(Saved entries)
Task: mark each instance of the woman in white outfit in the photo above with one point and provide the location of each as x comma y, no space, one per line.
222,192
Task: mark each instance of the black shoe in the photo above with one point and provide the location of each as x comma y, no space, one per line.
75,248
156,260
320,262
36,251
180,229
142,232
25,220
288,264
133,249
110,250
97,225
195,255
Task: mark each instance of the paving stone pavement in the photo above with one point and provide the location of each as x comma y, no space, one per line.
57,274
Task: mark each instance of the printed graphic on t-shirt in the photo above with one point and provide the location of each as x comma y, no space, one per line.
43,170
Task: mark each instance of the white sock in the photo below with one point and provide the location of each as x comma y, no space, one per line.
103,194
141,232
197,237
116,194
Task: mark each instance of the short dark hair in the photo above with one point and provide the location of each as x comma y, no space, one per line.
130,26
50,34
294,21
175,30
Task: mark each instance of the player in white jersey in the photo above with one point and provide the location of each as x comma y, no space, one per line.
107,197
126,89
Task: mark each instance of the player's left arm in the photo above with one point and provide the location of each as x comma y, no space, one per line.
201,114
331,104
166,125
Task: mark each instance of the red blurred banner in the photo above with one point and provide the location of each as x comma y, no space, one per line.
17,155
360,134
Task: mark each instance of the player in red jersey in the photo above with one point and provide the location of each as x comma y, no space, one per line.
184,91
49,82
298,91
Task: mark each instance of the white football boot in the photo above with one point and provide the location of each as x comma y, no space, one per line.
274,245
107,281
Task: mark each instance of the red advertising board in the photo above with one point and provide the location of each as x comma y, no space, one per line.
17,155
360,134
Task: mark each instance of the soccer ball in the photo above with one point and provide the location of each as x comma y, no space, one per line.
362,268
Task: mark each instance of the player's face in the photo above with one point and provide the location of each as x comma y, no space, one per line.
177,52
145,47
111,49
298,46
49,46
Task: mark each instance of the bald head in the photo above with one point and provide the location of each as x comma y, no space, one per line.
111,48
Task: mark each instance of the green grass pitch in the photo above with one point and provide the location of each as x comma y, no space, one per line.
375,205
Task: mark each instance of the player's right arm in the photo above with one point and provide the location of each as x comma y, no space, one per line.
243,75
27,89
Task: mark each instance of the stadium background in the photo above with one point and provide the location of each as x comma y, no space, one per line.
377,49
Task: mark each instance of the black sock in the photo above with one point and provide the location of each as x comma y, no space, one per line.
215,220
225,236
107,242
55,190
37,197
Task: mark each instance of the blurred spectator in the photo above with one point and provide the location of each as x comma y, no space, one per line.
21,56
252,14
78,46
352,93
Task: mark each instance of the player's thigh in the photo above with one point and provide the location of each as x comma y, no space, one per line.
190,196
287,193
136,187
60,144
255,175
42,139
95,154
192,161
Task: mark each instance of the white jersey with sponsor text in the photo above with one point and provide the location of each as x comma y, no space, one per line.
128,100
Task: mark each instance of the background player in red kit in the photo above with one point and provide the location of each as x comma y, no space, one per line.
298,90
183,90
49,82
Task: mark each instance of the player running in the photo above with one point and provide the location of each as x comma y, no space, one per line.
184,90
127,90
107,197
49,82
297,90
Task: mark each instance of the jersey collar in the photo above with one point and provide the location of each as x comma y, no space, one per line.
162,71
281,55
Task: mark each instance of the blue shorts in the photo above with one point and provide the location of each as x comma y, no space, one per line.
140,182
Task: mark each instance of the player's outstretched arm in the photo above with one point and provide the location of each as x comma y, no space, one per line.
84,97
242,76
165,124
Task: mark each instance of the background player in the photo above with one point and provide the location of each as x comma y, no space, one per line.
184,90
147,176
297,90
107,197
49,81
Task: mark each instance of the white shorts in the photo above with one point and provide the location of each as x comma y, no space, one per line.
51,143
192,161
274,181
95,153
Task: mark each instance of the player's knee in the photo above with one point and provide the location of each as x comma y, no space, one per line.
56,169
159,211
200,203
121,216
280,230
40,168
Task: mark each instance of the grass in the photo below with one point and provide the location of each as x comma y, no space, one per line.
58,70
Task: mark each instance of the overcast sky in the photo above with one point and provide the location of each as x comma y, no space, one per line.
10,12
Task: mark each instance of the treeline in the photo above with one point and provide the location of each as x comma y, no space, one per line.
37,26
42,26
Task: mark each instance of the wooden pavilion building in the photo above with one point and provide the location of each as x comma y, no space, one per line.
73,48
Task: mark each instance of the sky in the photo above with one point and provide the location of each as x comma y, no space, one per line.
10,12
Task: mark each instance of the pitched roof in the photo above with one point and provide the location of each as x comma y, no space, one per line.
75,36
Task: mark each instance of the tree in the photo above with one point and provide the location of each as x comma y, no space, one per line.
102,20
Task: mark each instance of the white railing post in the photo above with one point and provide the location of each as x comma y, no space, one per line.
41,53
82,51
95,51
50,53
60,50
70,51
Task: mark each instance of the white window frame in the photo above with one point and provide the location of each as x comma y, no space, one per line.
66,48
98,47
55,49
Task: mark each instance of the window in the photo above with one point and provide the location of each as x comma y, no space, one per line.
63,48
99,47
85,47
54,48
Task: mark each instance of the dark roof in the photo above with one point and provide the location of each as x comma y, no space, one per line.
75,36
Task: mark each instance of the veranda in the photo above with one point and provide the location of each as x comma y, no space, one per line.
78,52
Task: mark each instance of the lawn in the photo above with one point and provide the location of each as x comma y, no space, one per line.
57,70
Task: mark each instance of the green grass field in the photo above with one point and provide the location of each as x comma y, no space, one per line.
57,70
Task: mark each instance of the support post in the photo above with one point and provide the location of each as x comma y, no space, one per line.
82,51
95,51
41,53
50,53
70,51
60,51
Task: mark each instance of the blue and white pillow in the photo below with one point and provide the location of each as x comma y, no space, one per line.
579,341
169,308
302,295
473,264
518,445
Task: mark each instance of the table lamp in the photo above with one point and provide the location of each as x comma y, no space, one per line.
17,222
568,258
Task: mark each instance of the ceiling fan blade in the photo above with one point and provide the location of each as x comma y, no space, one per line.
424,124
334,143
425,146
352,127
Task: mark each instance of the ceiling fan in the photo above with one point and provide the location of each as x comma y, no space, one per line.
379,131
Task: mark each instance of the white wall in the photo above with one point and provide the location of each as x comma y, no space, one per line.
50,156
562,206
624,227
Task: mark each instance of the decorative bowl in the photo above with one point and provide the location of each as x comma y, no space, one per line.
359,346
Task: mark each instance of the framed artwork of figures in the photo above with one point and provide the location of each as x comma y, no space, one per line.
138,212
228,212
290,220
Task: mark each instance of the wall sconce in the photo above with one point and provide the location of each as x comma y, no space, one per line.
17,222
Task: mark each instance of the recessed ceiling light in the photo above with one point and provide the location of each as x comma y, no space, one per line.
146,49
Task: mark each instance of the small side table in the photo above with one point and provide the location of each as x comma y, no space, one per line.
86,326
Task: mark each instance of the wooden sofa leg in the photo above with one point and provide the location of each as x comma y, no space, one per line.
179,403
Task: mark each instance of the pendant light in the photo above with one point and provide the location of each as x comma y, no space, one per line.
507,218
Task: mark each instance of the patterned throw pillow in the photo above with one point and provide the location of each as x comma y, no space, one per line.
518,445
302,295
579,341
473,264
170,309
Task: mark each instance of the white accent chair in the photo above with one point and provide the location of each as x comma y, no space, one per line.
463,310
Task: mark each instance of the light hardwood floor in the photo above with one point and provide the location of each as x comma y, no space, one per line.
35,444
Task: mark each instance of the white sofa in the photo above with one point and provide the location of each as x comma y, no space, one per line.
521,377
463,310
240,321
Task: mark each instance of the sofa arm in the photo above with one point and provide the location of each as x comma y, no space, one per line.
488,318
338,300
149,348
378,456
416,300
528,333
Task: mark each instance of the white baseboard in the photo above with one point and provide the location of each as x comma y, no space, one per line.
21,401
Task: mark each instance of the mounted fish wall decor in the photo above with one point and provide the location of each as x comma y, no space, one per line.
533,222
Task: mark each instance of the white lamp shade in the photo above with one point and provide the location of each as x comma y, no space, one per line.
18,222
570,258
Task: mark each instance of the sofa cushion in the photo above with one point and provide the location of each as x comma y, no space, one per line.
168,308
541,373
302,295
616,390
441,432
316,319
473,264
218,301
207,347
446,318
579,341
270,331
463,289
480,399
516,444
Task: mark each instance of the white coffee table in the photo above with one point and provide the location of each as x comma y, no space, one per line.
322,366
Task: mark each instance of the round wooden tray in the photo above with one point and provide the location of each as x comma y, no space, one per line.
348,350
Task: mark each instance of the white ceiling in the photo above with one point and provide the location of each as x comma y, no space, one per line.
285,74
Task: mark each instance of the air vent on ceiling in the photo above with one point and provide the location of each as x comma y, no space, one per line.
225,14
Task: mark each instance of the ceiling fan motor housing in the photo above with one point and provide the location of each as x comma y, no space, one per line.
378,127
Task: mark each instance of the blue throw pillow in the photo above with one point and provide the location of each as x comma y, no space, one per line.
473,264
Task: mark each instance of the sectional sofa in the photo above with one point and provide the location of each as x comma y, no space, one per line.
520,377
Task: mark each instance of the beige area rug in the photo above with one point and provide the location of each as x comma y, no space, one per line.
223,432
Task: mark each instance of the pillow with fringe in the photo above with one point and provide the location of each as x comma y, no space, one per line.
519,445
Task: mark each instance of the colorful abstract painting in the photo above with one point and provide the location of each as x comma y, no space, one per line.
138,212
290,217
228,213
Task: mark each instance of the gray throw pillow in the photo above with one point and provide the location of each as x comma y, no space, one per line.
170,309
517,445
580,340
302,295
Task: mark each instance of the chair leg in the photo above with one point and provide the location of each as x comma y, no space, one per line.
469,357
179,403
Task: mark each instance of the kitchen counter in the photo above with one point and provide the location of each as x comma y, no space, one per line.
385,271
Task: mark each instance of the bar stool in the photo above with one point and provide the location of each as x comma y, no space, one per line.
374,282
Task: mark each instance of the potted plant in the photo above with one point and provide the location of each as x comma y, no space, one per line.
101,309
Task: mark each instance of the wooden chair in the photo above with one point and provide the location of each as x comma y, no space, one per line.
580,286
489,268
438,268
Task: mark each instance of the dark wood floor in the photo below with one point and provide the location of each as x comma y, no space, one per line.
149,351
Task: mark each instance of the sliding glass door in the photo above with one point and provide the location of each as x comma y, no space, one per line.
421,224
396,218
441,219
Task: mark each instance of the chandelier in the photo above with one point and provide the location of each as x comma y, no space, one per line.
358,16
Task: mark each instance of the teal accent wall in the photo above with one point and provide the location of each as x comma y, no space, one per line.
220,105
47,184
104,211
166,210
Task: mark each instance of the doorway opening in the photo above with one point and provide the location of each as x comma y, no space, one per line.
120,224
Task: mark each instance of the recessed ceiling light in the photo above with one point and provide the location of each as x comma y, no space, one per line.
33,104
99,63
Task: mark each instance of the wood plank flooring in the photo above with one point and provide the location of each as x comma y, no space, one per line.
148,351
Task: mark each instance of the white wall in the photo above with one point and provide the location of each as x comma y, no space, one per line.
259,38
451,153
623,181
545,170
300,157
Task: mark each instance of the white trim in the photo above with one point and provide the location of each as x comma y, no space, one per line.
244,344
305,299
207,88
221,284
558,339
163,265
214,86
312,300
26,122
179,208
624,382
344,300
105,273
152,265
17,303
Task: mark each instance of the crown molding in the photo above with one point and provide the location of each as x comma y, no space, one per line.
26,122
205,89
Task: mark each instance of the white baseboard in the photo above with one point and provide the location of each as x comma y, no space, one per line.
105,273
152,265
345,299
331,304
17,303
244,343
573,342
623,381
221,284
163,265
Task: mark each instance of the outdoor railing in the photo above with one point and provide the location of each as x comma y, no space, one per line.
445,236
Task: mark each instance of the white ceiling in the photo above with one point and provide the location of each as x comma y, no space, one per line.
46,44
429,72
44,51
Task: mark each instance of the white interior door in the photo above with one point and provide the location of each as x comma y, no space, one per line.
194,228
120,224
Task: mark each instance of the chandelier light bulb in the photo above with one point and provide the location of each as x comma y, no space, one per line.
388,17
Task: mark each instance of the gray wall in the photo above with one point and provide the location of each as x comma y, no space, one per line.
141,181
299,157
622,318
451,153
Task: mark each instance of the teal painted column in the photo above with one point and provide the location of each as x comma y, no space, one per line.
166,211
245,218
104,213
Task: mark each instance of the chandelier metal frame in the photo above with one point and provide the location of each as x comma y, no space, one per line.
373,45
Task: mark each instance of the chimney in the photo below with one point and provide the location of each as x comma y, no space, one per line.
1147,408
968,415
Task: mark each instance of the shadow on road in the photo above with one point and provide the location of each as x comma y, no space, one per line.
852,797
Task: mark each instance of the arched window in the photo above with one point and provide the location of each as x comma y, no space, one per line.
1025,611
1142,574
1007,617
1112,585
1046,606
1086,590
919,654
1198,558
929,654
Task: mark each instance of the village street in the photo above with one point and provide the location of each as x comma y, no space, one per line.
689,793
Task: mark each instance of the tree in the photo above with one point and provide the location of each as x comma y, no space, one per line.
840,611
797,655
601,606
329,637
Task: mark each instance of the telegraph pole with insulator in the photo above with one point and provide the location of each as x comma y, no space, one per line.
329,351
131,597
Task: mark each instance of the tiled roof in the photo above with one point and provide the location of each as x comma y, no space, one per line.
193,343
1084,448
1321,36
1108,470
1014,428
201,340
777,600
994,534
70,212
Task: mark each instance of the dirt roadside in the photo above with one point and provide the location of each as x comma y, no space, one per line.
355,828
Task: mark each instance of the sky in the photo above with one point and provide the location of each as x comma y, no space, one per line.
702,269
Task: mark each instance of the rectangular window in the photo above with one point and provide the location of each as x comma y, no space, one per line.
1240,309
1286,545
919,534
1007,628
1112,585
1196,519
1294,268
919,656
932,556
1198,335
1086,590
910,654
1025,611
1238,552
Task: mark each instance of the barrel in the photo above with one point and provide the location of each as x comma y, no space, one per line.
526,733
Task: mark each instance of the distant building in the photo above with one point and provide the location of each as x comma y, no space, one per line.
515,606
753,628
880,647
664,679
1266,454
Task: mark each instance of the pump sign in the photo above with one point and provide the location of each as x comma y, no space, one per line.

# What you need to do
Could you set down exactly the lines above, from the one containing "Task: mark each instance of the distant" through the last, including both and nothing else?

# Expected output
Task: mark each instance of the distant building in the photo above with one point and provide the location of each as x comma y, no space, one per line.
515,606
753,628
880,647
664,679
1266,454
Task: mark each instance of the pump sign in the photo above with one point and provide the location of each as x comma y, no space, one per line.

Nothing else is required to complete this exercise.